(Coordinate annotation items)

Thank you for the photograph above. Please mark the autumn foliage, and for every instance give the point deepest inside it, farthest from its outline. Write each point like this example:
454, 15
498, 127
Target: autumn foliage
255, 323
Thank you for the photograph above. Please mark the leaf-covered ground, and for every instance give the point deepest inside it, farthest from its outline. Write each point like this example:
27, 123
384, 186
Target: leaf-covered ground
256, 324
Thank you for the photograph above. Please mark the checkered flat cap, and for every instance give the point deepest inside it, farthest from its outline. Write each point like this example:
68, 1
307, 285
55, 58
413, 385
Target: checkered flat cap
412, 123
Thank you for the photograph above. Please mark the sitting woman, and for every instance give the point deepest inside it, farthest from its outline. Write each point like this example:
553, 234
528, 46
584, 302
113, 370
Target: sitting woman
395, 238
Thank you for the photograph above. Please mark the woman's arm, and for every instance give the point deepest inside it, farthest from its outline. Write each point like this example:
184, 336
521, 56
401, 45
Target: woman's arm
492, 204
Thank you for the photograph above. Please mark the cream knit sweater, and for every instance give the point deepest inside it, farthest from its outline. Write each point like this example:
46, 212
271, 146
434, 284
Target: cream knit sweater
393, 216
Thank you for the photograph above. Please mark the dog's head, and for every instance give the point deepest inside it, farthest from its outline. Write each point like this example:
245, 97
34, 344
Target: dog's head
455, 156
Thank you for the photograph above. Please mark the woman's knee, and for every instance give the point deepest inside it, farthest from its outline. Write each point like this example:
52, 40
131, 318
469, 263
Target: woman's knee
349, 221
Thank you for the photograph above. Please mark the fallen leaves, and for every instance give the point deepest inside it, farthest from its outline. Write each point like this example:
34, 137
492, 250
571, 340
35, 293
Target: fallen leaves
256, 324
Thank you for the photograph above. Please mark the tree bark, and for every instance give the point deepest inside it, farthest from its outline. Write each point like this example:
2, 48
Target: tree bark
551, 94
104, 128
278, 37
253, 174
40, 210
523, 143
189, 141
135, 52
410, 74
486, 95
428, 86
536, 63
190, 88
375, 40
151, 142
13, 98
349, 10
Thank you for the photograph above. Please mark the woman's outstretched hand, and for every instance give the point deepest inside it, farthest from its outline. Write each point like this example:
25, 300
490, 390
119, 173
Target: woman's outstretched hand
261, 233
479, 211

What the task requires = Edit the items above so that every "Target" becomes "Object", leaving everything else unchanged.

The output =
Thank you for the photograph above. Please mark the autumn foliage, and for every instance give the point deepest inside it, farthest from its outline. Write each point like this example:
454, 15
498, 127
Object: autumn foliage
255, 323
Thank you for the photograph above. Please mark the leaf-covered ground, and for every instance give the point deepest inside it, farthest from its outline. Write each point like this example:
27, 123
384, 186
Object: leaf-covered ground
256, 324
Thank you for the photograph above. Please mark the checkered flat cap, and for every instance give the point deepest inside it, farthest from its outline. Write each point like this example:
68, 1
307, 285
55, 58
413, 385
Object: checkered flat cap
412, 123
Thank you for the photograph above. Please mark the sitting woman, and for every instance give the point deepest inside it, farthest from its outline. Write each point like this example:
553, 234
528, 46
584, 302
113, 370
Object: sitting woman
395, 238
Thank you for the photograph above. Please mark the woman's arm, and for every instance give the point deepest inside it, farthest from its outline. Write each point like this example:
184, 336
521, 56
401, 45
Object: woman's arm
492, 204
Thank you for the photograph above. Please mark the cream knit sweater, and for every instance give the point deepest inside it, farthest from its outline. Write each point like this example:
46, 212
271, 146
434, 284
Object: cream knit sweater
393, 216
Thank you for the photograph above. Please mark the dog's head, and for every instance give the point deepest inside it, farthest from its outline. Write each point like this example:
245, 97
34, 344
Object: dog's head
455, 156
Thank you for the photograph above. Please mark the woman's knee, and for every instance give the point deepest inside it, farthest from its outline. Write each point like this example:
52, 40
131, 318
469, 263
Object: woman's knee
349, 221
Thank you for the photograph above. Please mark the fallen leaves, and for every instance give the point deepest inside it, farthest from its outline. Write each point like this example:
34, 137
492, 250
571, 340
35, 293
Object: fallen leaves
256, 324
Thank you for the photograph above. Please mark the tree bark, and for every instance give the point deepest inside it, farthest from its outline. Write each point like this example:
2, 48
Object: tree bark
551, 94
104, 128
278, 37
253, 174
40, 210
523, 143
189, 141
135, 52
410, 74
486, 95
428, 86
536, 63
190, 88
375, 40
151, 142
13, 98
349, 10
Thank you for the photograph above. Please mark the woman's outstretched hand, and for every instance give the point deepest inside it, farthest from its outline. Write each point like this example:
25, 300
490, 390
119, 173
Object: woman's outstretched hand
261, 233
479, 211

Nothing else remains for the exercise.